PROBLEM TO WORK ON:
Reproduce the stretch of the data below from the line containing "Can you find the marble pilaster?" through the end of the data, with both of those lines included, word for word and nothing else.

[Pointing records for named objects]
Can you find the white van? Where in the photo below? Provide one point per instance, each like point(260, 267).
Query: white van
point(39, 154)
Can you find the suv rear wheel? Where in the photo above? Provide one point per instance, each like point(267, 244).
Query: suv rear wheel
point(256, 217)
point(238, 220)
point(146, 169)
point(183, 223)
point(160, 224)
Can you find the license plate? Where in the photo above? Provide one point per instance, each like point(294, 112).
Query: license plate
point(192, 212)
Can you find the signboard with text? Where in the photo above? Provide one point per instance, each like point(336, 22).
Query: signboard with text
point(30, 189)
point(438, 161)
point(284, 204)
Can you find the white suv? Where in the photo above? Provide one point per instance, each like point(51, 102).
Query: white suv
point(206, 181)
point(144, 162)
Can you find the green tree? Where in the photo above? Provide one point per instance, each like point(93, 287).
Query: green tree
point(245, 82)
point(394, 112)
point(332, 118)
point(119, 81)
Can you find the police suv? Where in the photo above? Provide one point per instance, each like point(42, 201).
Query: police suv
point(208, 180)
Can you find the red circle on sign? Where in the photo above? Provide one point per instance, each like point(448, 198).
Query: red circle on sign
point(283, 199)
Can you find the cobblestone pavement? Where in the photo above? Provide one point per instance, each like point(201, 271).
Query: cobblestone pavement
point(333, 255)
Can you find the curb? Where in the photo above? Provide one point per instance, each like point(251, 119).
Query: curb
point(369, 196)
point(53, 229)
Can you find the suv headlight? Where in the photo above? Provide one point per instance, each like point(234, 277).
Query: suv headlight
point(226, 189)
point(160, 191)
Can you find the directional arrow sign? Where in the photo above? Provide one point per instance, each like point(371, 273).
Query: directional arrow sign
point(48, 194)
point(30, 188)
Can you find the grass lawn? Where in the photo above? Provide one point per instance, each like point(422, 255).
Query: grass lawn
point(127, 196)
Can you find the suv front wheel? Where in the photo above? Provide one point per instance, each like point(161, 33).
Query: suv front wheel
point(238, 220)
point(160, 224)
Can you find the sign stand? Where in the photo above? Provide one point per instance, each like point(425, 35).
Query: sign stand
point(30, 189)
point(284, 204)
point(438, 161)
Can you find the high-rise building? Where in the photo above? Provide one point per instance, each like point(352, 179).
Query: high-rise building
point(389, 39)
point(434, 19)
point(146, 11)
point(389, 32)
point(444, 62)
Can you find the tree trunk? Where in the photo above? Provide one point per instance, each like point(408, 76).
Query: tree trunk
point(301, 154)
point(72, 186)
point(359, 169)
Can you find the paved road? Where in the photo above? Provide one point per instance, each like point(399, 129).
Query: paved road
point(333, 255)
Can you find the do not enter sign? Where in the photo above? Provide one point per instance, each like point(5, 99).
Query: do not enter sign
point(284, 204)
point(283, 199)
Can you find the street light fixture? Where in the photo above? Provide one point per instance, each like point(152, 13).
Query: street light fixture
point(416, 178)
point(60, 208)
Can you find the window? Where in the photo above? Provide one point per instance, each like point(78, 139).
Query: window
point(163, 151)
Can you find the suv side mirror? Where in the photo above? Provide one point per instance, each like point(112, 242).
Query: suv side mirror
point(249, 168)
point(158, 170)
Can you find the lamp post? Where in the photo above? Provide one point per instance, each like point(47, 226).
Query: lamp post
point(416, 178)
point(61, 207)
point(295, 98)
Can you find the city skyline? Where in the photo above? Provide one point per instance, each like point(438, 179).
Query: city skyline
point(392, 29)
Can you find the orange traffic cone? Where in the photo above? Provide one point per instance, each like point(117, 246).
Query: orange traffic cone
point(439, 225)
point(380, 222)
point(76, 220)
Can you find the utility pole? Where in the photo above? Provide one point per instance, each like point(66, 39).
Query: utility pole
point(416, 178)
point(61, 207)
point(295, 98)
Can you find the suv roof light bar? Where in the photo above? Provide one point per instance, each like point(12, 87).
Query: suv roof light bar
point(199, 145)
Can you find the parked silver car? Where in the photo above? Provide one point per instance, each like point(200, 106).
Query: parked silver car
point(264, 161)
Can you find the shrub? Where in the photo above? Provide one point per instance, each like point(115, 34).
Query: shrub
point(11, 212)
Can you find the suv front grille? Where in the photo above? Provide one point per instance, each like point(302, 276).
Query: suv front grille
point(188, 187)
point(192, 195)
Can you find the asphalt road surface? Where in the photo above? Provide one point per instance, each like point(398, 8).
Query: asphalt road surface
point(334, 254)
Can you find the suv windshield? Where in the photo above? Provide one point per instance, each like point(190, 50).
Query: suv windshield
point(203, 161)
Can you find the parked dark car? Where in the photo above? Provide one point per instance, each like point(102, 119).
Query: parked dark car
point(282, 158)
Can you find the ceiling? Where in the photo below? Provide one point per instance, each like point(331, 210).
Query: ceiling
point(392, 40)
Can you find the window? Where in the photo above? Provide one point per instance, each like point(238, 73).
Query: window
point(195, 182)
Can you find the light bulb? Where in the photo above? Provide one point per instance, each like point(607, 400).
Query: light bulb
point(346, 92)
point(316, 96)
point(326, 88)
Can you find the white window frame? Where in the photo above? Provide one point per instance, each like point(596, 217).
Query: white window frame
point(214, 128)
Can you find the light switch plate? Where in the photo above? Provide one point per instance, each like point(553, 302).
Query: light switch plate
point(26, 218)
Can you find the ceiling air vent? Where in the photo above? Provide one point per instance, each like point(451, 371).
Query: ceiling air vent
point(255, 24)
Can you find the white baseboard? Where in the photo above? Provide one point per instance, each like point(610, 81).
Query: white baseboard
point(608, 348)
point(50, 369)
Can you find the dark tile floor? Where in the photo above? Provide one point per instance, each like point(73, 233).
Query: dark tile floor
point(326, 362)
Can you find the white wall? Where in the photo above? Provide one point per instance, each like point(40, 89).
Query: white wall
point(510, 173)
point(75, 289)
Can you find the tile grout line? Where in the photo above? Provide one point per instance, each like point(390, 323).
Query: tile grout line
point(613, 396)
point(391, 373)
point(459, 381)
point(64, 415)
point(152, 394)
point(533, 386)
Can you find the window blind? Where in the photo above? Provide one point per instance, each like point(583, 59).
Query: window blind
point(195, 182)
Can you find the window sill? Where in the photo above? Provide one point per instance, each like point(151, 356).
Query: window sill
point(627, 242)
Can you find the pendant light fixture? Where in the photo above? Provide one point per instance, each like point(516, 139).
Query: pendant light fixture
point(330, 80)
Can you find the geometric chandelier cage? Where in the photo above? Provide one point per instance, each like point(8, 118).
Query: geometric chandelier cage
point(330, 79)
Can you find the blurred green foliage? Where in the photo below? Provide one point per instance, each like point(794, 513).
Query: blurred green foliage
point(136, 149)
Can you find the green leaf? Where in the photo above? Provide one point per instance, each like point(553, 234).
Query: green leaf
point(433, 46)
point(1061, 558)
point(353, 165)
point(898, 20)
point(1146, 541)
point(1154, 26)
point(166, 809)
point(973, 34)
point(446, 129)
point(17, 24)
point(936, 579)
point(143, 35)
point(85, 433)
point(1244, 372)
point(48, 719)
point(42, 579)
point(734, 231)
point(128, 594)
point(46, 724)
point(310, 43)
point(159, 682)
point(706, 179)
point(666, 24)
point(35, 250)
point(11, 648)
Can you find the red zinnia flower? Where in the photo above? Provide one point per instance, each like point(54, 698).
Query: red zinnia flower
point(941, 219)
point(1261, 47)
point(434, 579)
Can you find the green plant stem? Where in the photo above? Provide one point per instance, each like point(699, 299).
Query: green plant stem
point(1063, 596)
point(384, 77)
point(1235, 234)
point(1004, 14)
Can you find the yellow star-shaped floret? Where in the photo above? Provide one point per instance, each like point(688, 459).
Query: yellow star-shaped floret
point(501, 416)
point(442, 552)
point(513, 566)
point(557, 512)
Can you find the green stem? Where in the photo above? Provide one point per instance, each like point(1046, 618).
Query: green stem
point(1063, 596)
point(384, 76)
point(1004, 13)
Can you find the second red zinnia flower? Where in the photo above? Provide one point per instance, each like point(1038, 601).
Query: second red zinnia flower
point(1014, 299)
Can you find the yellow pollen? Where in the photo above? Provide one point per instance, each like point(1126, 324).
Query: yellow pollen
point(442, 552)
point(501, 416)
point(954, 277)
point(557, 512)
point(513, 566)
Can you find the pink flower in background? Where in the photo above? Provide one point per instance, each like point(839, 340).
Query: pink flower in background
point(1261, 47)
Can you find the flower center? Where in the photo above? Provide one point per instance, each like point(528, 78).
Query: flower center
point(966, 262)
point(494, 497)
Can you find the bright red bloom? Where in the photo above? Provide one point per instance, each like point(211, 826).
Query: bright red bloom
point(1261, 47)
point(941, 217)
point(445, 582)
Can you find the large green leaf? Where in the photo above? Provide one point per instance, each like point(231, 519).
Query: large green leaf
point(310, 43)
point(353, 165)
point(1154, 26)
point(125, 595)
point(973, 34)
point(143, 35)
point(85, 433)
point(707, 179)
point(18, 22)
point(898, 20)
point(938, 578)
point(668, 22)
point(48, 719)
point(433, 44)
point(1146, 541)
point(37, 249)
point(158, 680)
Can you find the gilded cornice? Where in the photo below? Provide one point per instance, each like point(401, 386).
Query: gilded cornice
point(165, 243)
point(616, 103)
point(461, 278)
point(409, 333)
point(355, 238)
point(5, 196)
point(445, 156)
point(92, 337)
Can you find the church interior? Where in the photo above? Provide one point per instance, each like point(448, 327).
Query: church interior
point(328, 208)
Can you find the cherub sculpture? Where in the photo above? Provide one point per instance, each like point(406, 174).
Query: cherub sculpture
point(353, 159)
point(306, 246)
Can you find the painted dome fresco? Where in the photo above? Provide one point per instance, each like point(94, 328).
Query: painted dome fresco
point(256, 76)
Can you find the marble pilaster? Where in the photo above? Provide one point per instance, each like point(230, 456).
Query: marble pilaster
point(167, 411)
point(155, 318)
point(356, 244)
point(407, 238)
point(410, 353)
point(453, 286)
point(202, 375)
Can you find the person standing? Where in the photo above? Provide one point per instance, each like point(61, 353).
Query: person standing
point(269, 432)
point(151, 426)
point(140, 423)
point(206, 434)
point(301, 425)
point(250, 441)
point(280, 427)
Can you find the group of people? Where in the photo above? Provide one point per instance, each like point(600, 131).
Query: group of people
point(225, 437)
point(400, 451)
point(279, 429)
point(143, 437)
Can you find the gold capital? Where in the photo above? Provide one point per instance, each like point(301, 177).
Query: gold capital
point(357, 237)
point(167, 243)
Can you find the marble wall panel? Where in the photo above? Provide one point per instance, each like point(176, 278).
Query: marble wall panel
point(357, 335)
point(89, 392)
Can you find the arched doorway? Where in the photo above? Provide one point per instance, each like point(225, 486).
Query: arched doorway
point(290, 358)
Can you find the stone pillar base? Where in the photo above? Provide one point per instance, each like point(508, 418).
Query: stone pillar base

THE ANSWER:
Can you find the marble pilaster? Where in the photo above? Provide one point per instance, each like point(230, 456).
Query: marble pilaster
point(167, 411)
point(155, 318)
point(356, 244)
point(407, 238)
point(410, 353)
point(453, 286)
point(202, 375)
Can you find the person standing? Where in the photo above? Provide one point per instance, each like point(61, 353).
Query: person standing
point(269, 432)
point(151, 426)
point(140, 423)
point(206, 434)
point(301, 425)
point(250, 441)
point(280, 427)
Can you find the group of people? Where in the photo above? Provide one point per instance, each like point(600, 131).
Query: group of people
point(225, 437)
point(400, 451)
point(279, 429)
point(143, 437)
Can you find the gold capital? Where in the photo above? Provide one point per instance, each like point(301, 177).
Query: gold capital
point(357, 237)
point(167, 243)
Can you find the marble wall panel? Where in the photo above? Provide one point per instance, each like point(176, 278).
Query: marble wall panel
point(357, 335)
point(89, 392)
Can you find the arched doorway? Where in the photo above? Provide one point per instance, each like point(225, 486).
Query: arched doorway
point(290, 358)
Can you find the stone pillar base? Where in the photo above? Provide one point per instance, each like point(508, 418).
Query: stone pillar base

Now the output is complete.